### EXCERPTED TEXT
There is nothing like a Christmas tree to boost holiday spirit.
After attorney Patrick M. Zabrowski lost his father at age 10, he and his four brothers spent subsequent summers working on their uncle's tree farm in Waushara County. Zabrowski, of Foley & Lardner LLP in Milwaukee, says the experience proved emotionally and financially fulfilling. As a teenager, he helped launch what is now Zabrowski Brothers Evergreens, LLC. At its peak, the business planted 15,000 Christmas trees annually.
While the brothers have scaled back the operation in recent years, Zabrowski says that it is still in his blood. He sat down with Wisconsin Law Journal reporter Jack Zemlicka to discuss his motivation for becoming a lawyer, how tree growing impacts his law practice and his favorite holiday tradition.
Wisconsin Law Journal: For almost 40 years you and your brothers have been involved in the Christmas tree growing business. How did you get your start?

(Dataset records about object locations)
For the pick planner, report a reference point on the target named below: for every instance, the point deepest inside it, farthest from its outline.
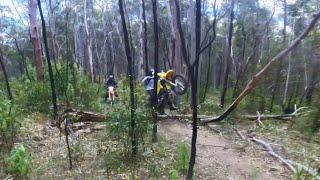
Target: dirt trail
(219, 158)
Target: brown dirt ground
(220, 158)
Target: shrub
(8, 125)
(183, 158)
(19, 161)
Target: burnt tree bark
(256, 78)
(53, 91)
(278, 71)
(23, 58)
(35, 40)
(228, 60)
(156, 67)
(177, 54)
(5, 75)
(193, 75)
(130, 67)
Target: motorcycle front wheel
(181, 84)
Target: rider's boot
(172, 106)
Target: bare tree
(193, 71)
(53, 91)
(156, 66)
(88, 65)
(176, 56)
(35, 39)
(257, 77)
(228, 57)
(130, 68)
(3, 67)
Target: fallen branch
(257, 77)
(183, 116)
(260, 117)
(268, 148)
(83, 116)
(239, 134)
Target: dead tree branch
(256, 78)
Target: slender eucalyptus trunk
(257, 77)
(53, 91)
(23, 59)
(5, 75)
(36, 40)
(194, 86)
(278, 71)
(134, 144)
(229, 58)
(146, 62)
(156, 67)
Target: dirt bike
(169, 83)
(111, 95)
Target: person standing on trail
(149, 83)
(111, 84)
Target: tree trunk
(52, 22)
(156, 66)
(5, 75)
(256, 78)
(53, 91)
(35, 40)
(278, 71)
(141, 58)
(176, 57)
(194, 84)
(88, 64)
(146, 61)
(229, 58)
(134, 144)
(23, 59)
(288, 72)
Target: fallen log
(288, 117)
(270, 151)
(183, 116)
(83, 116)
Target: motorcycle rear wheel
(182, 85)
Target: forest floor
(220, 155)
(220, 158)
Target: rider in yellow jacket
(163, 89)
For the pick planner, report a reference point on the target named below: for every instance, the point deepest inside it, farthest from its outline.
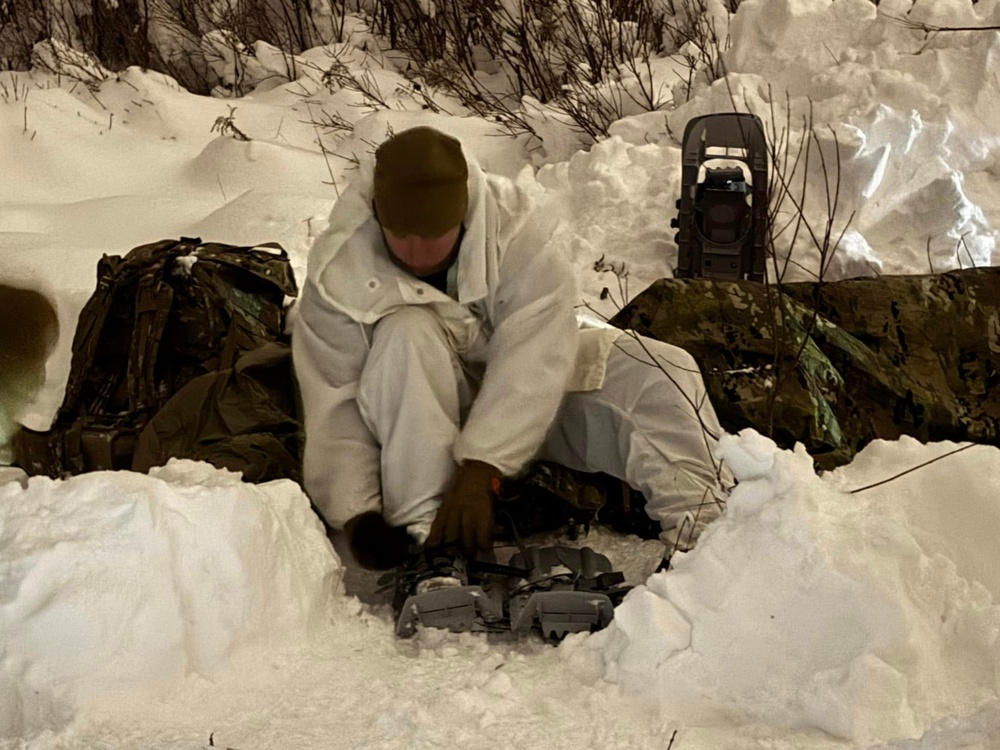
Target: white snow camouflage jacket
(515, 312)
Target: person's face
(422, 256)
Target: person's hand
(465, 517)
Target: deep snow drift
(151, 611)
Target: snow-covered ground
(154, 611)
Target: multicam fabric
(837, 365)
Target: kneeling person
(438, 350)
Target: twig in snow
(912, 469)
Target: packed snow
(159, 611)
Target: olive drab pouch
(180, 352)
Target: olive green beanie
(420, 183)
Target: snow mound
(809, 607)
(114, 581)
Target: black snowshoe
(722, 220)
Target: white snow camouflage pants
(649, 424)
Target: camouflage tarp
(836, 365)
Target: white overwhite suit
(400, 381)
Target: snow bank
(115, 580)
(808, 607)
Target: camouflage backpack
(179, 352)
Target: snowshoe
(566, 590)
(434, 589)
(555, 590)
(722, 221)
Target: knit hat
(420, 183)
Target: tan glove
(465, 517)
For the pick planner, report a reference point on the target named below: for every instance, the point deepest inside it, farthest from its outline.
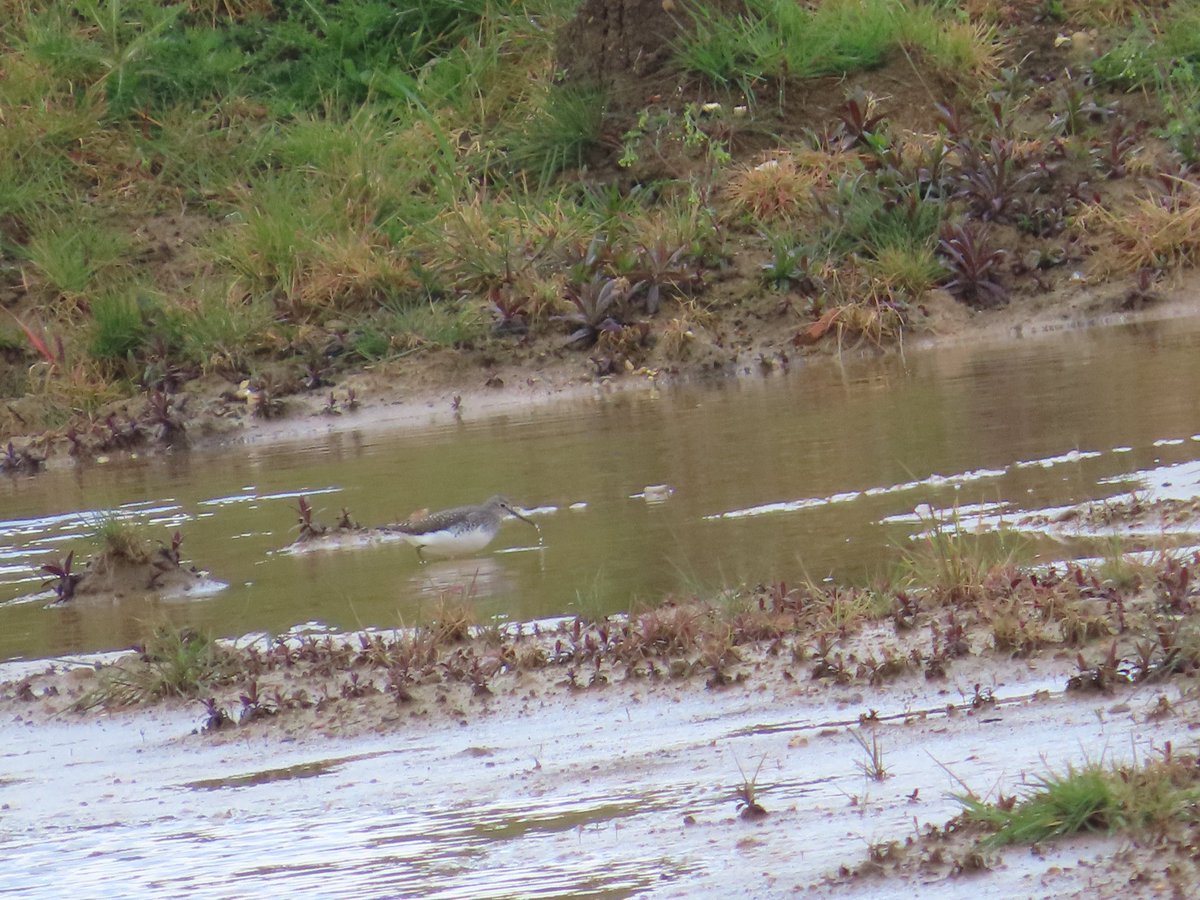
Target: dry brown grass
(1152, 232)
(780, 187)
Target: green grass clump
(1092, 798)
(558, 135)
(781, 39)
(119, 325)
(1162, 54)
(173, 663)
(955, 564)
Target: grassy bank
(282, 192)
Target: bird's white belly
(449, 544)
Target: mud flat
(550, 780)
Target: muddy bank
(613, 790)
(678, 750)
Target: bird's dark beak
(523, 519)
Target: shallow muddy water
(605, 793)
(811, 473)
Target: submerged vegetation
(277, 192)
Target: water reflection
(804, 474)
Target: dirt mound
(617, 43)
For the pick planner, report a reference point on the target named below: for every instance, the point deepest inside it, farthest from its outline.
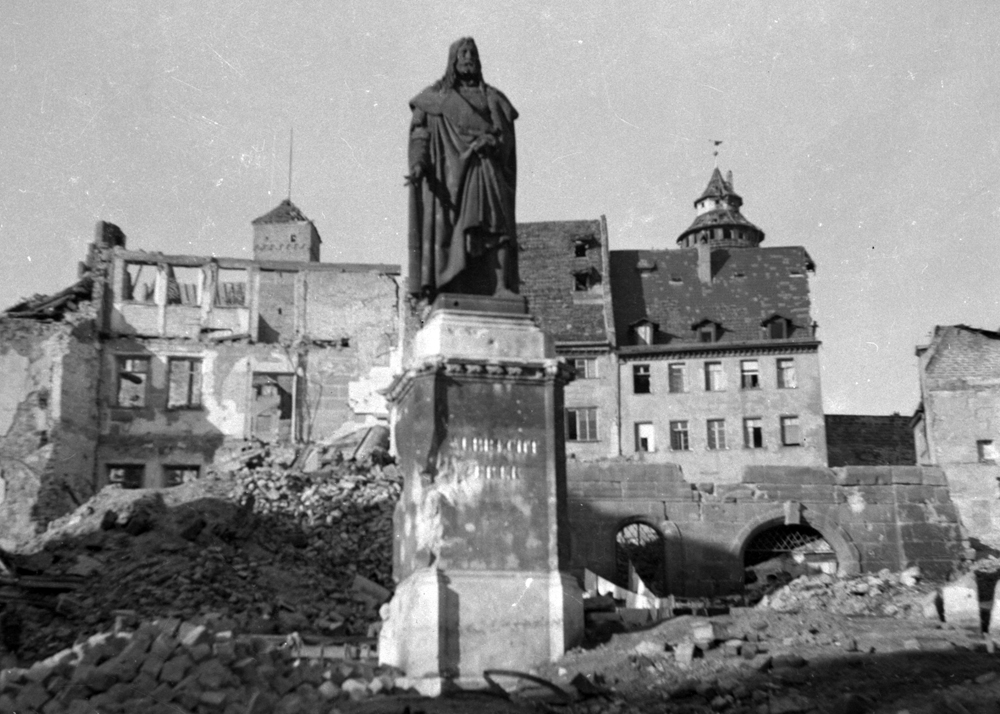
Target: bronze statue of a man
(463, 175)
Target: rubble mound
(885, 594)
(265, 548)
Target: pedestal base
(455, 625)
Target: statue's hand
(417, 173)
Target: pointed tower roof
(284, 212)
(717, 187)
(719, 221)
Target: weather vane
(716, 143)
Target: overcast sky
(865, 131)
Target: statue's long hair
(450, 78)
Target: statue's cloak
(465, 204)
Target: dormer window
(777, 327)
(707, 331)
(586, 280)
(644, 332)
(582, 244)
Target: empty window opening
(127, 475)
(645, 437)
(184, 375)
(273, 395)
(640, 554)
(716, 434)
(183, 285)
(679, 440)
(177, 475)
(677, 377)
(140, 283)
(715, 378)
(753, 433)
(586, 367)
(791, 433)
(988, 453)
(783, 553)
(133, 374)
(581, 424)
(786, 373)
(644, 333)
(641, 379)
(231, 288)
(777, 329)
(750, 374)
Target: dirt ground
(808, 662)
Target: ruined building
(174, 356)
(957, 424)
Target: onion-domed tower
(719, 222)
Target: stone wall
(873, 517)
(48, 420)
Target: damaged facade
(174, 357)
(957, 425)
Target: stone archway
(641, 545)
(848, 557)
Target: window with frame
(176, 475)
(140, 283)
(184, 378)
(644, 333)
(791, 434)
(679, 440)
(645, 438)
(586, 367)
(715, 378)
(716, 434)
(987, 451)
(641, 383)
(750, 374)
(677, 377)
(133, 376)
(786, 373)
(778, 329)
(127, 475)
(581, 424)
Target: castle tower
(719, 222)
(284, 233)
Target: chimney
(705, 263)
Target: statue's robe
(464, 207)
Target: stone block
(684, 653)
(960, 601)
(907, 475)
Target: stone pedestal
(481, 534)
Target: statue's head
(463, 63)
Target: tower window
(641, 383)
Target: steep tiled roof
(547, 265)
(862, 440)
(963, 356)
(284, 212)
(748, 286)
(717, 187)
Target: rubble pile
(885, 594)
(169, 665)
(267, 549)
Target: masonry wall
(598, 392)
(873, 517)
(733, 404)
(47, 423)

### WHAT THIS EXERCISE ASKS
[A] List every business or publication named in the text about the Christmas tree farm.
[B] Answer these from the text about the Christmas tree farm:
(i) How old was Zabrowski when he lost his father?
(ii) How many Christmas trees did the business plant annually at its peak?
(iii) Which reporter interviewed Zabrowski?

### TASK-BY-TASK OUTPUTS
[A]
Foley & Lardner LLP
Zabrowski Brothers Evergreens, LLC
Wisconsin Law Journal

[B]
(i) 10
(ii) 15,000
(iii) Jack Zemlicka